#### WHAT TO PRODUCE:
Reproduce the listing below in full, swapping every occurrence of "Highlight" for "Outline" and leaving all other text unchanged.

#### PROVIDED ENTRIES:
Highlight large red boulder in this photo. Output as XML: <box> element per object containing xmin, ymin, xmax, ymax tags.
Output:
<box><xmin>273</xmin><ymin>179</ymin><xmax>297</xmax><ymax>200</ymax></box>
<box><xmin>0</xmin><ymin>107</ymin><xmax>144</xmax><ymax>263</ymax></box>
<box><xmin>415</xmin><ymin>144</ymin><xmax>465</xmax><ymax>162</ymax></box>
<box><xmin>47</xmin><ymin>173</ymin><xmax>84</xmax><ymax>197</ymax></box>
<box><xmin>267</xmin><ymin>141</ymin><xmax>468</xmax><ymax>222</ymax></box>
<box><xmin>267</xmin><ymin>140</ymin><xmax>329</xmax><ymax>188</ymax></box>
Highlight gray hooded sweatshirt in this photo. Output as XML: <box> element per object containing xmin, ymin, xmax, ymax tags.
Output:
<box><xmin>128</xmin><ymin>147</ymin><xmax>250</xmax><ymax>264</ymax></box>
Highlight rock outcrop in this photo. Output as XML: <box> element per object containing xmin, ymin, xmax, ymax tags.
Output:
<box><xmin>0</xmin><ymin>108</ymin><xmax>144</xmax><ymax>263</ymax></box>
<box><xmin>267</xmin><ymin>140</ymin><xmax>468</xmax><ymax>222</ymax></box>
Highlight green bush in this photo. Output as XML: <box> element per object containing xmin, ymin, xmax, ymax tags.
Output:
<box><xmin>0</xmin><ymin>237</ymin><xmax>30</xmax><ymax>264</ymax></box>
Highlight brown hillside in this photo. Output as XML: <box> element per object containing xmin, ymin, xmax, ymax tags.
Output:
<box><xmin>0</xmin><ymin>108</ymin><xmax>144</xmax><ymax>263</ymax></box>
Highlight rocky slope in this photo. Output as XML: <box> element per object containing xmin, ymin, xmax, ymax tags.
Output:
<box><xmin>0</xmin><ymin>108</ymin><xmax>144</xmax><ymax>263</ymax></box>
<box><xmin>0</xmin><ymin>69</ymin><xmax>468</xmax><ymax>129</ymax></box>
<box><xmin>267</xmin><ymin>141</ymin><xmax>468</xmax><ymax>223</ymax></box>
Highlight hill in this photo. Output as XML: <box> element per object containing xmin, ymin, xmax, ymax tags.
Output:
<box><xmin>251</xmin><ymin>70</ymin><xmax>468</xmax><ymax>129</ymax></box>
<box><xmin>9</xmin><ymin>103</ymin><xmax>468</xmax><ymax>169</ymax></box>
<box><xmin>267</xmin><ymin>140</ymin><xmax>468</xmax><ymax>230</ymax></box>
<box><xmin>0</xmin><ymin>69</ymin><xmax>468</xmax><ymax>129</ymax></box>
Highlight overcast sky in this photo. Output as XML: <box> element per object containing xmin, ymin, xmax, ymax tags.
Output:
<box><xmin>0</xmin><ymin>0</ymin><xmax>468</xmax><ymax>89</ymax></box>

#### FULL ANSWER:
Outline large red boulder in this photo. Output as XML: <box> element per object containing xmin, ymin, xmax, ymax tags.
Output:
<box><xmin>273</xmin><ymin>179</ymin><xmax>297</xmax><ymax>200</ymax></box>
<box><xmin>0</xmin><ymin>107</ymin><xmax>144</xmax><ymax>263</ymax></box>
<box><xmin>415</xmin><ymin>144</ymin><xmax>465</xmax><ymax>162</ymax></box>
<box><xmin>47</xmin><ymin>173</ymin><xmax>84</xmax><ymax>197</ymax></box>
<box><xmin>267</xmin><ymin>141</ymin><xmax>468</xmax><ymax>222</ymax></box>
<box><xmin>267</xmin><ymin>140</ymin><xmax>329</xmax><ymax>188</ymax></box>
Outline gray hooded sweatshirt in this photo. Output as XML: <box> element per object containing xmin, ymin, xmax, ymax tags.
Output:
<box><xmin>128</xmin><ymin>147</ymin><xmax>250</xmax><ymax>264</ymax></box>
Outline rock outcrop in this photo. Output as XML: <box> element per object containing xmin, ymin, xmax, ymax tags.
Output:
<box><xmin>0</xmin><ymin>108</ymin><xmax>144</xmax><ymax>263</ymax></box>
<box><xmin>267</xmin><ymin>140</ymin><xmax>468</xmax><ymax>222</ymax></box>
Outline green bush in this photo. Output as XML: <box> element per object containing xmin, ymin, xmax, ymax tags.
Output:
<box><xmin>0</xmin><ymin>237</ymin><xmax>30</xmax><ymax>264</ymax></box>
Outline brown hillside in this photo. Output as XML: <box> element per object containing xmin, ymin, xmax, ymax tags.
Output:
<box><xmin>0</xmin><ymin>108</ymin><xmax>144</xmax><ymax>263</ymax></box>
Outline rocky slope in this photo. Output as XML: <box> element per object containing xmin, ymin, xmax, ymax tags.
Output:
<box><xmin>0</xmin><ymin>108</ymin><xmax>144</xmax><ymax>263</ymax></box>
<box><xmin>0</xmin><ymin>69</ymin><xmax>468</xmax><ymax>129</ymax></box>
<box><xmin>267</xmin><ymin>141</ymin><xmax>468</xmax><ymax>223</ymax></box>
Outline hill in this photo. Output as XML: <box> element per object containing xmin, ymin, xmax, ymax tags.
Output:
<box><xmin>251</xmin><ymin>70</ymin><xmax>468</xmax><ymax>129</ymax></box>
<box><xmin>9</xmin><ymin>103</ymin><xmax>468</xmax><ymax>169</ymax></box>
<box><xmin>267</xmin><ymin>140</ymin><xmax>468</xmax><ymax>230</ymax></box>
<box><xmin>0</xmin><ymin>69</ymin><xmax>468</xmax><ymax>129</ymax></box>
Outline overcast sky in this photo. Output as XML: <box> element per object containing xmin, ymin, xmax, ymax tags.
Output:
<box><xmin>0</xmin><ymin>0</ymin><xmax>468</xmax><ymax>89</ymax></box>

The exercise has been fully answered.